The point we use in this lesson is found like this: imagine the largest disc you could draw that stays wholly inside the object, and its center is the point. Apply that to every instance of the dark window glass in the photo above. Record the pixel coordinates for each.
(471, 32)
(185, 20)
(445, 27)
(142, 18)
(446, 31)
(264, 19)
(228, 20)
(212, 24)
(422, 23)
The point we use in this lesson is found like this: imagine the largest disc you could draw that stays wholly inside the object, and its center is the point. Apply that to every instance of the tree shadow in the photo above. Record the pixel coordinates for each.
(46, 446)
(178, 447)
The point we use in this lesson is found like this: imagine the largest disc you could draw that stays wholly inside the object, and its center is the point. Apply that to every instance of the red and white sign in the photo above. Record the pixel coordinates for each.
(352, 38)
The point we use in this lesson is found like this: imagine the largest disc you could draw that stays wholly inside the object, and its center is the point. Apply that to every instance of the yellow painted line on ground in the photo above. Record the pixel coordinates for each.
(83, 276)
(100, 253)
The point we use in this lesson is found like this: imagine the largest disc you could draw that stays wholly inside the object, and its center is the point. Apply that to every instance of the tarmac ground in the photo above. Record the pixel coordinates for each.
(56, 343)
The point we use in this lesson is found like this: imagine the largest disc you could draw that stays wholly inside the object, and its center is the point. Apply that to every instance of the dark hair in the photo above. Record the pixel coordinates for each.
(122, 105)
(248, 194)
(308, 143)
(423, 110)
+--
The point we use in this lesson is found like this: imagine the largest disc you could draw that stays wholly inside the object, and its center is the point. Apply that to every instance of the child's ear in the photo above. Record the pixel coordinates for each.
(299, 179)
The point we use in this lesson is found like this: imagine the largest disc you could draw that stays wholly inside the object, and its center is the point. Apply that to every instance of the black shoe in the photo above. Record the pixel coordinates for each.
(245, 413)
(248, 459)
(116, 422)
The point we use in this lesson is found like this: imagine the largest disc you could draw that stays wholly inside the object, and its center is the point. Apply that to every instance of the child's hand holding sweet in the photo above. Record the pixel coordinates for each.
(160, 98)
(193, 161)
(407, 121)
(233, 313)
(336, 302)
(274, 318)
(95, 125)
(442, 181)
+--
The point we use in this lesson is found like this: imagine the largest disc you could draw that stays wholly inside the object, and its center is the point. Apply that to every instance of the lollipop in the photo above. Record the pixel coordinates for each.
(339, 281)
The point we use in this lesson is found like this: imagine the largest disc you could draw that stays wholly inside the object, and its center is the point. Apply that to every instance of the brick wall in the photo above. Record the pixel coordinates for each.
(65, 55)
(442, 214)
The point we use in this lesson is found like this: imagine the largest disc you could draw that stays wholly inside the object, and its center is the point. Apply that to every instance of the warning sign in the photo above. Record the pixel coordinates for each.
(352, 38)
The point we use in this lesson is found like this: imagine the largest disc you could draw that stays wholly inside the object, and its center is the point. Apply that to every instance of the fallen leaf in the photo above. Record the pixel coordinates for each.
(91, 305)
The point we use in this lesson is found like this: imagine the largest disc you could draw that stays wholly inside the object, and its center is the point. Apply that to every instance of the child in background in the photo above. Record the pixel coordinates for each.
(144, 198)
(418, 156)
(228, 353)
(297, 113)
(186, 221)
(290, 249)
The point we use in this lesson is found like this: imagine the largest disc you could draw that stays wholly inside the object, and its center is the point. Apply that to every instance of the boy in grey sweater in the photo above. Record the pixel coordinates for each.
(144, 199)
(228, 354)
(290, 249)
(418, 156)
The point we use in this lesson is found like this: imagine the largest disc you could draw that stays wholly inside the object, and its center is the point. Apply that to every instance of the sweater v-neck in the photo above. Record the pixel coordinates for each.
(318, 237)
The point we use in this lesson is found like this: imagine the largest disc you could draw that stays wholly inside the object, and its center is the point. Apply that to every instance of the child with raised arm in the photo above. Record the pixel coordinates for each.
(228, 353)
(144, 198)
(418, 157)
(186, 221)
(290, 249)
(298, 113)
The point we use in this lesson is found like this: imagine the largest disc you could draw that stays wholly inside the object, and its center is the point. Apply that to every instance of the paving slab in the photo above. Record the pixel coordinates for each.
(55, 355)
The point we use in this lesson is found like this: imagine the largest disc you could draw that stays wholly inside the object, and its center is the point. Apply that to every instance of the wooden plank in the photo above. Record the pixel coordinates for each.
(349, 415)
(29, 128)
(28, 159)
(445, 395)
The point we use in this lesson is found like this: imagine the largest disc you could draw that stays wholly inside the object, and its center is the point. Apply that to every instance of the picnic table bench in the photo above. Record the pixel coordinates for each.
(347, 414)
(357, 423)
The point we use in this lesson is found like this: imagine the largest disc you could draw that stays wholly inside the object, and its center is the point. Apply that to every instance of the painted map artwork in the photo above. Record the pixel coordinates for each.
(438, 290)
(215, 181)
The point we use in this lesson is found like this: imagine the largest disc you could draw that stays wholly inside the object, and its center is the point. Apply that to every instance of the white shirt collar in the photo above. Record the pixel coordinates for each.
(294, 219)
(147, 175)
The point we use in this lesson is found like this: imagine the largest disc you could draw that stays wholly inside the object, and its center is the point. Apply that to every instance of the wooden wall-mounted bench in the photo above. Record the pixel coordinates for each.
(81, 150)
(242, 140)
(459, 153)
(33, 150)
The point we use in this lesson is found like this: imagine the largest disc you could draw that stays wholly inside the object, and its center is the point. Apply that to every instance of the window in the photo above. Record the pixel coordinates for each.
+--
Only the lines above starting at the one containing "the wooden plank" and ending at the one containing "of the window", both included, are to be returned, exactly as they read.

> _ANSWER_:
The point we use in this lesson is found like this: imagine the largest disc you could draw that stays wholly inside the object, and its center is the point. Apply that to every instance of the wooden plank in the photo above. Record the pixel coordinates for each.
(349, 415)
(29, 128)
(28, 159)
(445, 395)
The point we use in this lesson is found like this: imagine the largest disc you could draw that stays wholly inside the object, and its center is the point. Apply that to every instance of the picnic table bench in the photo above. Record the pixel coordinates for each.
(347, 414)
(357, 423)
The point we use in this lesson is found like this: imagine the largest disc you could draw that stays wholly inside the object, and its center is the point. Apply that to every instance of the painted map artwork in the photo above. Record the pixel coordinates for each.
(438, 290)
(215, 181)
The point we use in this lesson is found like this: imagine the largest disc you could draw that stays wholly inside the object, and its center is the point. Apply that to every instance of the white shirt collar in the photo above. Record the pixel coordinates for each.
(294, 219)
(147, 175)
The point we use in this lesson is found like this: imagine the largest disc you could draw that stays wholly inside the object, and its center is the point. Apply that to every instance of the wooden wall-mounted bench in the photo above. Record the pixel coordinates for each.
(81, 150)
(242, 140)
(459, 153)
(33, 150)
The point we use in this lesson is found like this: imagine the largest disc you could draw that stays wholly inside the object, and its center is the point. Apply that to every instance of the window in the photo above. Record the pixel coordinates for each.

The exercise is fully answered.